> _Task requirements_:
Return the records below from the line containing "For the test set, locate each instance of the cow in" onward, exactly, through and including the last line.

--------------------------------

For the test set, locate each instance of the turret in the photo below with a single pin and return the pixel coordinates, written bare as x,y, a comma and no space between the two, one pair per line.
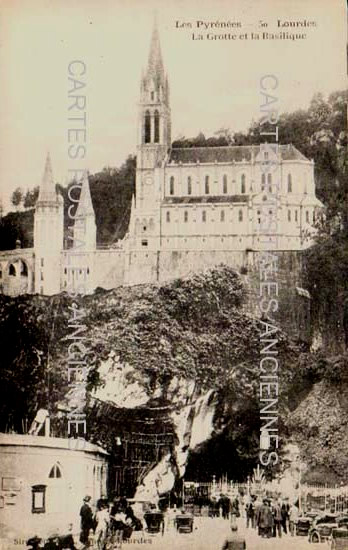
48,234
85,230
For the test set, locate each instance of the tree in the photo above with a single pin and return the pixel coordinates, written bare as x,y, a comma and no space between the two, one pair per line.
17,197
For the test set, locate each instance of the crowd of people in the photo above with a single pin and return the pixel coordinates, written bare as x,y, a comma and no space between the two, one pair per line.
115,520
271,517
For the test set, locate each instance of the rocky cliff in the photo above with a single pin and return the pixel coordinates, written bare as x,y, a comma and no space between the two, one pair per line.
179,359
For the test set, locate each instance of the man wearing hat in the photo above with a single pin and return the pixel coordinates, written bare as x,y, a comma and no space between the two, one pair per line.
86,519
234,541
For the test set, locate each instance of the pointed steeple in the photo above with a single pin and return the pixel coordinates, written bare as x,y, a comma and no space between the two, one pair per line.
155,69
85,206
47,191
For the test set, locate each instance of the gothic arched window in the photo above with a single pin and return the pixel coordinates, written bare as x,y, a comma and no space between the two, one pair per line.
24,269
147,127
263,182
269,181
156,126
55,472
289,183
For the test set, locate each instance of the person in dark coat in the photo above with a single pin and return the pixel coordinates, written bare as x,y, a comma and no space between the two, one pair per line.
285,514
234,541
265,520
87,522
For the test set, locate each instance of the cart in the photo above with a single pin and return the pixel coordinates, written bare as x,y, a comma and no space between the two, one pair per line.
184,523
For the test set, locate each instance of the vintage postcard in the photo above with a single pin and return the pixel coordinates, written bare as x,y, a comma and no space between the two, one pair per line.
173,274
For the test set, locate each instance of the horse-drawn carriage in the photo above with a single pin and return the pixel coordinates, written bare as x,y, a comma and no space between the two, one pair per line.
184,523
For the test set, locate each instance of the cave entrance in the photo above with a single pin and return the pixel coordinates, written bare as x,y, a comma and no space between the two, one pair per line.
220,457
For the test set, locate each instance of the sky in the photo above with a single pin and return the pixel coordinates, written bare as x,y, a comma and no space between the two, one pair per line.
214,82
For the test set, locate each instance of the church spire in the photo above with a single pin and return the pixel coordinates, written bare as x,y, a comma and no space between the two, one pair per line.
85,206
155,68
47,191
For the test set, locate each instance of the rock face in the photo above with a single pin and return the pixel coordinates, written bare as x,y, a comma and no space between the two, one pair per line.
184,356
192,415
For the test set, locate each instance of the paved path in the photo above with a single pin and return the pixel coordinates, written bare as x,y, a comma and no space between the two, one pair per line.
209,534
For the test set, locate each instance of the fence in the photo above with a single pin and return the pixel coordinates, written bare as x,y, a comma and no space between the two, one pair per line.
329,498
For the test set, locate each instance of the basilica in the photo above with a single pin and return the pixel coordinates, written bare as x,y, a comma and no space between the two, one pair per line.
193,208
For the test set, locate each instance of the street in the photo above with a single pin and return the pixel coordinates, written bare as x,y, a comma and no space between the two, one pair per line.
210,533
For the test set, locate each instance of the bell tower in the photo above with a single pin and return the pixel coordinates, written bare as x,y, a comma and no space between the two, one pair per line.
48,235
154,125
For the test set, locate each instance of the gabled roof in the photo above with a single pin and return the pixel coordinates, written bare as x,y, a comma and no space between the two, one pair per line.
226,154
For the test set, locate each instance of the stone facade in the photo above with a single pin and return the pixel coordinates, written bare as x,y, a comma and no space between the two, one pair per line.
43,483
193,208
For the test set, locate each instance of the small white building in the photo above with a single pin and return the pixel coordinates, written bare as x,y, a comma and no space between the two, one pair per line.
43,482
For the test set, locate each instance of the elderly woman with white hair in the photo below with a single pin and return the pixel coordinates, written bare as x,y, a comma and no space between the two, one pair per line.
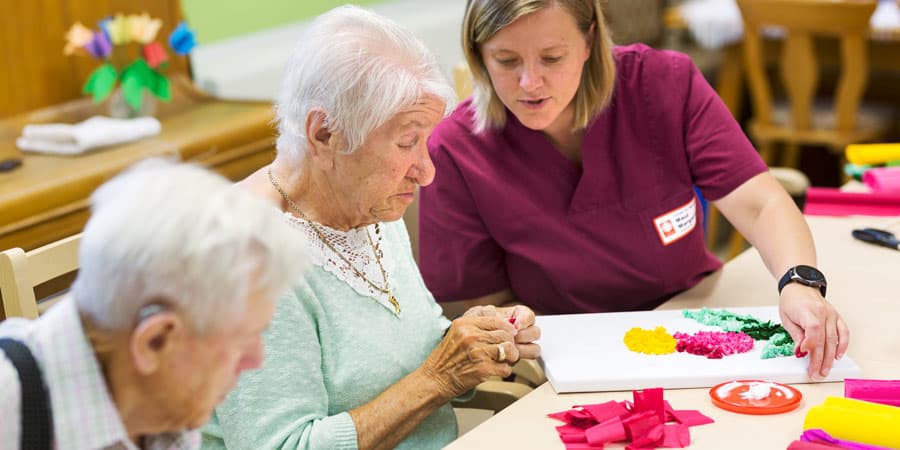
179,273
359,354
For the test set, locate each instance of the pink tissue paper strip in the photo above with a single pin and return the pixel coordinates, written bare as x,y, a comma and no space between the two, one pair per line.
834,202
883,179
643,423
886,392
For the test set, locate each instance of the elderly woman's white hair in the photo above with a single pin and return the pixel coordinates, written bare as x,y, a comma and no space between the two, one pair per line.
179,235
360,69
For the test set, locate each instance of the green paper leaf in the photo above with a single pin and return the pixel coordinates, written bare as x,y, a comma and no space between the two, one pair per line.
135,78
160,86
101,82
139,76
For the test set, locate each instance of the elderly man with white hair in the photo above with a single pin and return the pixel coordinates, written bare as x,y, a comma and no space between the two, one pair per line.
360,355
179,272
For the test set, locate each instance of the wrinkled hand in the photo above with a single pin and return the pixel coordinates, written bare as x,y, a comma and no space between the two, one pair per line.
469,353
522,318
815,326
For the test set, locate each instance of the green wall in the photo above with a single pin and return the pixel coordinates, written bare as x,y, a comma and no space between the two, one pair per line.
214,20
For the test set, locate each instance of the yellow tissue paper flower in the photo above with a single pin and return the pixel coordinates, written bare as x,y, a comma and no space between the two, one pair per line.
78,36
143,28
117,28
652,342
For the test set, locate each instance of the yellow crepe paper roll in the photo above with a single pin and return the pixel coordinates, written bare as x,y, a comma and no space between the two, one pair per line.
856,420
872,153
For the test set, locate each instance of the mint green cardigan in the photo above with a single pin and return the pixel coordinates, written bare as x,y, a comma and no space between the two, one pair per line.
329,350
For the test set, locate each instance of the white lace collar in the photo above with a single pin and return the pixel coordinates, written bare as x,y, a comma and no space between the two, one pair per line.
355,247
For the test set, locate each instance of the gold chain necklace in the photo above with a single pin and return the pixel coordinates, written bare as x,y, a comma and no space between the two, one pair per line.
376,248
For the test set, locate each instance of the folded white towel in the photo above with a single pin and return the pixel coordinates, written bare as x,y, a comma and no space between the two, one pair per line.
98,131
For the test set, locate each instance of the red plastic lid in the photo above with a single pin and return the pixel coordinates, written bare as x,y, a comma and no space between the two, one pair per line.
755,397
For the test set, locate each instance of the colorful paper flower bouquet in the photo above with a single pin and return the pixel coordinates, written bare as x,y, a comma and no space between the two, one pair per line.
136,68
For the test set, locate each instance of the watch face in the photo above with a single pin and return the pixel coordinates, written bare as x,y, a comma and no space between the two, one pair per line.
809,273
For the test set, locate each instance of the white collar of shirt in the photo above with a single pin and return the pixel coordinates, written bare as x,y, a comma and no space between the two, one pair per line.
84,415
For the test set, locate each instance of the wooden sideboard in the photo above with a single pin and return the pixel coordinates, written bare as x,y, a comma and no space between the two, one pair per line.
46,198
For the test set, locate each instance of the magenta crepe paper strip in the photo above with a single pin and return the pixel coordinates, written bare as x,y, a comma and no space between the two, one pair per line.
676,436
834,202
580,446
821,437
803,445
642,422
883,179
573,438
611,431
886,392
650,400
603,411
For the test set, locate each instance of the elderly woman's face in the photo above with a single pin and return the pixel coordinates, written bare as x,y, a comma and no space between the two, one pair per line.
535,66
379,179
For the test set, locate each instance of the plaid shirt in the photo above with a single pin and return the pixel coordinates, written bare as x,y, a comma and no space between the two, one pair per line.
84,415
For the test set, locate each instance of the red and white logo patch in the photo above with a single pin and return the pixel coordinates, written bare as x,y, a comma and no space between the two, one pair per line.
677,223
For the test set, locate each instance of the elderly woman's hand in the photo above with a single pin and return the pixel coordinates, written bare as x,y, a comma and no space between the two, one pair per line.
815,326
475,347
522,318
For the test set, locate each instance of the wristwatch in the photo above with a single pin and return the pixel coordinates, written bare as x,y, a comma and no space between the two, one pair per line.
806,275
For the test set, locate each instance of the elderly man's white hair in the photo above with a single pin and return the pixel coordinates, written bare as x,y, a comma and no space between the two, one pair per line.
361,69
179,235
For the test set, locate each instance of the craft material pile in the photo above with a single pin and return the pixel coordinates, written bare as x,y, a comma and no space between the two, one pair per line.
647,423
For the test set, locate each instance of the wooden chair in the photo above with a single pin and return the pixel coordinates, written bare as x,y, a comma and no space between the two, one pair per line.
801,118
21,272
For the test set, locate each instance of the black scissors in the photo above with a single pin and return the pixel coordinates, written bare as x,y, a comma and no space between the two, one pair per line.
877,237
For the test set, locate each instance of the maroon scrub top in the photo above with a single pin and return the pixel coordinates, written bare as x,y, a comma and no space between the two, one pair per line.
508,210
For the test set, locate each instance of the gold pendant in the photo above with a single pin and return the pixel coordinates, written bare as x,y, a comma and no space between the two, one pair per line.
394,302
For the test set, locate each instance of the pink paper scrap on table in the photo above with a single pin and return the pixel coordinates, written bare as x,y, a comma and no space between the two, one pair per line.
883,179
886,392
648,422
834,202
818,439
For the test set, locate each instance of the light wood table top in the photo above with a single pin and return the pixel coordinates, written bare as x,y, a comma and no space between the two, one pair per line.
863,284
46,198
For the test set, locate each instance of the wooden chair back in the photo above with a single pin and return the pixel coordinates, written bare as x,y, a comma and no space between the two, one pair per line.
802,20
21,272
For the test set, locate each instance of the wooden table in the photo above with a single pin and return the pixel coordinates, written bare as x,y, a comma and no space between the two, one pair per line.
46,198
862,284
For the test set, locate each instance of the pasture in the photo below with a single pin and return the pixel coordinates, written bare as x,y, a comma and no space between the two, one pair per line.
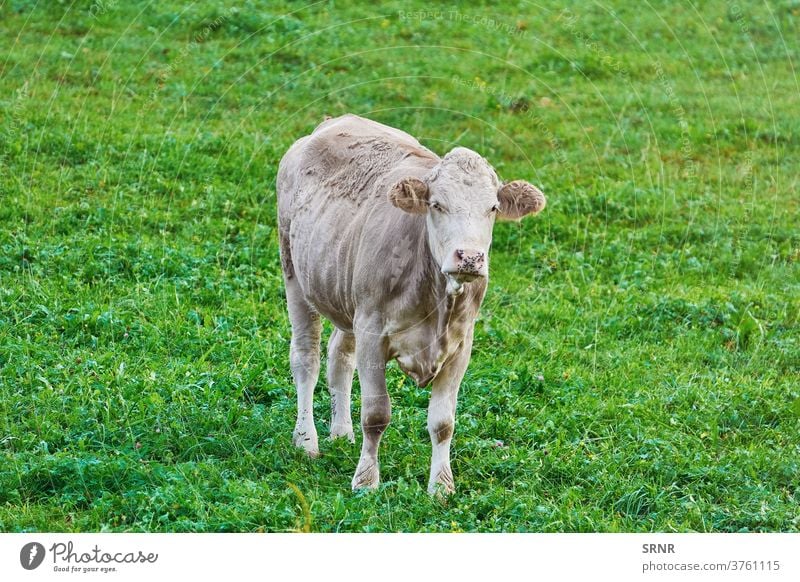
636,361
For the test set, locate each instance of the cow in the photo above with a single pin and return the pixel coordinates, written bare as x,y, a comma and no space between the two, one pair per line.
390,243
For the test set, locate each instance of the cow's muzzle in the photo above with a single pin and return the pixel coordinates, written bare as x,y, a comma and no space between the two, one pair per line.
466,265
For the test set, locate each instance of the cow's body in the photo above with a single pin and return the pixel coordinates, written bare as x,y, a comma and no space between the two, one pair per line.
352,255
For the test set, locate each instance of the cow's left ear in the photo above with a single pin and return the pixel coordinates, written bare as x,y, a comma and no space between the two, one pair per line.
518,199
410,195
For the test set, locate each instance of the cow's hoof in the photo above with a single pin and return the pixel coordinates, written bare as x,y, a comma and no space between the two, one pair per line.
343,430
366,477
307,441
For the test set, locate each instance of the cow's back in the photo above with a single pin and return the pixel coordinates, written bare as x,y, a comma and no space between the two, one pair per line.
337,226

--------------------------------

> _Full output_:
For the test set, locate each instance of the cow in the photo above with a single pin and return the pixel coordinates, written bare as x,y, a comma and no space between the two, one pair per line.
390,243
For the test set, locate each instance of the cow's muzzle in the photo above with a single pin and return the pixel coordinates, written bare as x,y, a comma and no space between the two, one pair per line.
466,265
For the test set, locate each instance of the cow's body in the photo above with a single pin and return the pixel coordinates, written bare as x,y, a comma and no space between the two, one pair per line.
352,255
For the test set, locate each instance of the cow's left ear in the photo above with a single pin and return the pixel coordinates, written bare as x,y, a comma and no space between the two, one pair per line.
518,199
410,195
For the test set, locate each instance of the cow's hoof in the photo above with a single pin and return the pixel coordinates, written bare as x,y, a comma and no space between the two, one pair per line.
343,430
366,477
307,441
For the test set, locate each instance of the cow's back in the photo above with a single pin and return the pixel coordinates, written bare as x,y, a comma and no space between the two, one pair per line.
337,226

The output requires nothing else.